* [Written exercise]
Change every occurrence of "evaluation set" in the material below to "test set", and reproduce the rest of the material unchanged.

* [Data in this exercise]

** Begin **

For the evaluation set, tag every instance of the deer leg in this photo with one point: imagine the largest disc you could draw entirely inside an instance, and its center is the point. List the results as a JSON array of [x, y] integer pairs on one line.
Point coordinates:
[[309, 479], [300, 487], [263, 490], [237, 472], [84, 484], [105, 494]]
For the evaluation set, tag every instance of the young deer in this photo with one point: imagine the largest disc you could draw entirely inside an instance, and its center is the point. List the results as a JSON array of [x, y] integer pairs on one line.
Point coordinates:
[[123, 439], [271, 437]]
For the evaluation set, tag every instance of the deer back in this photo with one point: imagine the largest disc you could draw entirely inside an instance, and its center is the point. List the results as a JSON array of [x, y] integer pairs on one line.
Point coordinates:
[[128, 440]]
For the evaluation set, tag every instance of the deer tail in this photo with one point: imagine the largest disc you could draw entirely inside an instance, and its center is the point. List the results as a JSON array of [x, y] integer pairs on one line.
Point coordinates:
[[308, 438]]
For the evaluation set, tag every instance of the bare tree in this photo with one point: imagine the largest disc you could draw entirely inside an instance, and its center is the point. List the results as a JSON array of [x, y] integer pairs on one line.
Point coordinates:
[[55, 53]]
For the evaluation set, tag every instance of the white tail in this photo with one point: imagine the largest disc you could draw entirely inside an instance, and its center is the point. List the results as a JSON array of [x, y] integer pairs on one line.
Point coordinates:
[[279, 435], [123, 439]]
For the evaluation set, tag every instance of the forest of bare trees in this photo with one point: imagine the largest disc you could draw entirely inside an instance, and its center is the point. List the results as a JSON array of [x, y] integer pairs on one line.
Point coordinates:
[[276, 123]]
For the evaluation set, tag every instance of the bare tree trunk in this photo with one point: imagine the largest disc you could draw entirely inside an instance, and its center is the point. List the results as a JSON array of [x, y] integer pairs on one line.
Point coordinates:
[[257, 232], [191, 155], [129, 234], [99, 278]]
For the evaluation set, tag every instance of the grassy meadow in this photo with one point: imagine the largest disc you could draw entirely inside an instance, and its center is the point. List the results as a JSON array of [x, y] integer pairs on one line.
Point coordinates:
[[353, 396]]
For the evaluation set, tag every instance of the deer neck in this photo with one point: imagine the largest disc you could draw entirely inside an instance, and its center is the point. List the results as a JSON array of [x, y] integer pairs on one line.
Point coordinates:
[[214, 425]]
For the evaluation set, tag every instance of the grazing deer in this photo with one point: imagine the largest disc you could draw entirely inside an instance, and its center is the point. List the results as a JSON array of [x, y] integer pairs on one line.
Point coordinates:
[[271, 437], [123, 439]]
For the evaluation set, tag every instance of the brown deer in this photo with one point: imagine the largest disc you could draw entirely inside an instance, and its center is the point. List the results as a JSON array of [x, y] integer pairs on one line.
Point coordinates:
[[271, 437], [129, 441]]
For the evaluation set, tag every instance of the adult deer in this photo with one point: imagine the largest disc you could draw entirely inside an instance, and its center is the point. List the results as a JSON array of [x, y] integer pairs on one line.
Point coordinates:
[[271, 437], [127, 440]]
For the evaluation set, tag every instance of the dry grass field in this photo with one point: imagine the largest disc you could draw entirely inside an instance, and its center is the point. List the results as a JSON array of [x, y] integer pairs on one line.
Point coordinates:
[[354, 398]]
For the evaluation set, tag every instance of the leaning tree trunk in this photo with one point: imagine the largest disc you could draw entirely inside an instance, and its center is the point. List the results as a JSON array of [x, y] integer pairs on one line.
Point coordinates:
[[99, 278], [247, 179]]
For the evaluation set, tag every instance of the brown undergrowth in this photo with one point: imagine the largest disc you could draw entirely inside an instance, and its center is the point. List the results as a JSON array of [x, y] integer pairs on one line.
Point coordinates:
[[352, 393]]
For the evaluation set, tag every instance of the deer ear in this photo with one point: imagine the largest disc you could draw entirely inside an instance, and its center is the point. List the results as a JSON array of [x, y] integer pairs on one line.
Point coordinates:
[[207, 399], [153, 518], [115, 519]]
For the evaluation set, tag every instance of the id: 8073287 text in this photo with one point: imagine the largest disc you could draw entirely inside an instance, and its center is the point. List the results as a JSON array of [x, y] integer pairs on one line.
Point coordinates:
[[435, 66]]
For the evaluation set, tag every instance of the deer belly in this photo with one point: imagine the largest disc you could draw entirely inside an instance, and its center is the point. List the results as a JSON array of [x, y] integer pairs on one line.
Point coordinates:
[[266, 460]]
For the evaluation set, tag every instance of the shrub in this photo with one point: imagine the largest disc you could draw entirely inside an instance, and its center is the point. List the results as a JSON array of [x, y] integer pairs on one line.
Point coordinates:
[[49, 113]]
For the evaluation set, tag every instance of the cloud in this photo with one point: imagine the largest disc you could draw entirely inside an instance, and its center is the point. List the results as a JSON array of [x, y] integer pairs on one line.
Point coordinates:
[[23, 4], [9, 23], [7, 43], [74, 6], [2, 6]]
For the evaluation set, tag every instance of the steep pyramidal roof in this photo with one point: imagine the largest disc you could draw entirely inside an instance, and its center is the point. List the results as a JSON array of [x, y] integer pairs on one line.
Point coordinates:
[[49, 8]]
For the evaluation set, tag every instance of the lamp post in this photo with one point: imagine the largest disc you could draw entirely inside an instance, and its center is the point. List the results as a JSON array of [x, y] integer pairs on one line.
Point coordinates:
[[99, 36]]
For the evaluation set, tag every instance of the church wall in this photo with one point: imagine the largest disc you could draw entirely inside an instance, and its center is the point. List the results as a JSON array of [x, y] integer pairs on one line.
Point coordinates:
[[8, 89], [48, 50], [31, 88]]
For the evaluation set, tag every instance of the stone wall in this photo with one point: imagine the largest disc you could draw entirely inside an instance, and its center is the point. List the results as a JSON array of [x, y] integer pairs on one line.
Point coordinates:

** End **

* [Task output]
For the test set, tag every instance of the deer leg in this photo with one point: imagine the largest disc you could draw entirely inside an instance, and its center is the point. List the results as a JSON array of [x, y] integer pairs on one line.
Point coordinates:
[[309, 479], [300, 487], [263, 490], [237, 472], [84, 484], [105, 494]]
For the test set, tag every instance of the young deer in this photo with one point: imagine the largest disc you could draw entirely inside an instance, and its center is the point. List the results as a JSON array of [x, y] integer pairs on one line.
Point coordinates:
[[123, 439], [271, 437]]
For the test set, tag every instance of the deer back in this photo with one point: imagine the largest disc you could draw entirely inside an instance, and its center is the point. List the results as a JSON array of [x, y] integer pairs on one line.
Point coordinates:
[[128, 440]]
For the test set, tag every instance of the deer tail in this photo with one point: imagine the largest disc you could draw entirely inside an instance, and its center is the point. List the results as a JSON array of [x, y] integer pairs on one line.
Point coordinates:
[[308, 438]]
For the test set, tag every instance of the bare tree in this photo with one point: imagine the largest disc you could draw entirely inside an instance, and its center is the point. List the results as a JSON array of [x, y] integer pairs on one line.
Point coordinates:
[[55, 53]]
For the test set, tag every instance of the white tail in this photo with one point: imagine the largest disc you could draw entirely inside an instance, and its center is the point. List the results as a JSON array of [x, y] integer pairs on one line.
Point coordinates:
[[279, 435], [123, 439]]
For the test set, tag every instance of the forest of bare trees in this photo with one point: imagine the largest disc you could draw entirely inside an instance, and its center is the point. List the results as a JSON array of [x, y] integer pairs on one line.
Point coordinates:
[[276, 123]]
For the test set, tag every instance of the bare tree trunk in this photo with one point: imagine the largest disc you could draw entirely inside an instance, and its center is the point. List the results as a JSON array of [x, y] integer pairs on one line.
Point coordinates:
[[257, 232], [191, 155], [129, 234], [99, 278]]
For the test set, tag every instance of the grassy meadow in this photo with one point: imagine the largest disc you could draw entirely inside an instance, and its center is the point. List the results as a JSON array of [x, y] integer pairs on one line.
Point coordinates:
[[353, 396]]
For the test set, tag every instance of the deer neck in this photo with one point: imagine the largest disc you could draw entirely inside an instance, and its center is the point. List the results as a JSON array of [x, y] integer pairs on one line.
Point coordinates:
[[214, 425]]
For the test set, tag every instance of the grazing deer in this photo with one point: imagine the largest disc you could draw entirely inside an instance, and its center is the point. List the results as a JSON array of [x, y] integer pairs on one line.
Point coordinates:
[[271, 437], [123, 439]]
For the test set, tag every instance of the brown deer in this photo with one point: imagine the largest disc you could draw entirely inside an instance, and its center is the point. List the results as a JSON array of [x, y] integer pairs on one line.
Point coordinates:
[[271, 437], [129, 441]]
For the test set, tag every instance of the adult deer in this photo with one point: imagine the largest disc you could draw entirely inside an instance, and its center is the point. List the results as a JSON array of [x, y] integer pairs on one line.
Point coordinates:
[[271, 437], [127, 440]]
For the test set, tag every instance of the dry grass field in this photo with one point: imagine the largest disc you could draw entirely inside an instance, and its center is the point. List the results as a JSON array of [x, y] integer pairs on one line.
Point coordinates:
[[354, 398]]
For the test set, tag every instance of the leaning tree trunk in this photo with one point: imagine the largest disc you could draw entirely inside an instance, and its center is the point. List the results as a JSON array of [x, y] integer pairs on one line.
Point coordinates:
[[99, 278], [247, 179]]
For the test set, tag every instance of the brown undergrowth in this photo with one point: imagine the largest disc you could draw entirely inside an instance, and its center is the point. List the results as a JSON array of [x, y] integer pairs on one line.
Point coordinates:
[[352, 393]]
For the test set, tag every instance of the deer ear in this photo with one point: imagine the largest disc you could draw entirely inside an instance, and its center is the point. List the results as a JSON array of [x, y] integer pairs on one line.
Point coordinates:
[[207, 399], [153, 518], [115, 519]]
For the test set, tag every instance of the id: 8073287 text in this photo with one point: imagine the largest disc you could draw entirely inside an instance, and its center is the point. List the results as a JSON array of [x, y] integer pairs on one line.
Point coordinates:
[[435, 66]]
For the test set, tag every instance of the deer belly in this photo with one point: imagine the largest disc you could draw entirely inside an instance, and its center is the point. List the results as a JSON array of [x, y] integer pairs on one line.
Point coordinates:
[[266, 460]]
For the test set, tag every instance of the shrub in this photo with one point: imagine the largest disc you could draw entirely inside an instance, and its center is the point. List the results as a JSON array of [x, y] integer pairs on one line.
Point coordinates:
[[49, 113]]
For the test set, tag every instance of the cloud in this photo with one point: imagine the largest disc you could draw entirely inside an instance, and its center is the point. List the results as a JSON array of [x, y] integer pairs on one line.
Point coordinates:
[[23, 4], [9, 23], [7, 43], [74, 6], [2, 6]]
For the test set, tag every instance of the steep pyramidal roof in this photo with one point: imagine the largest disc you could draw entirely inside an instance, and its center is the point. List the results as a JSON array of [x, y] integer pairs on one line.
Point coordinates:
[[49, 8]]
For the test set, tag every instance of the lamp post in this photo with one point: imagine the largest disc you could draw entirely inside an instance, and its center is the point. List the results as a JSON array of [x, y] integer pairs on one line.
Point coordinates:
[[99, 36]]
For the test set, tag every instance of the church wall in this photo with one point: imagine the largest disc you could draw entirely inside an instance, and its center is the point. List the results as a JSON array of [x, y] integer pairs on one line.
Point coordinates:
[[8, 89], [48, 50], [31, 88]]
For the test set, tag every instance of the stone wall in this photo with one point: imagine the largest disc you could draw entirely inside an instance, and its center is the point. List the results as a JSON array of [x, y] integer pairs on one line.
Point coordinates:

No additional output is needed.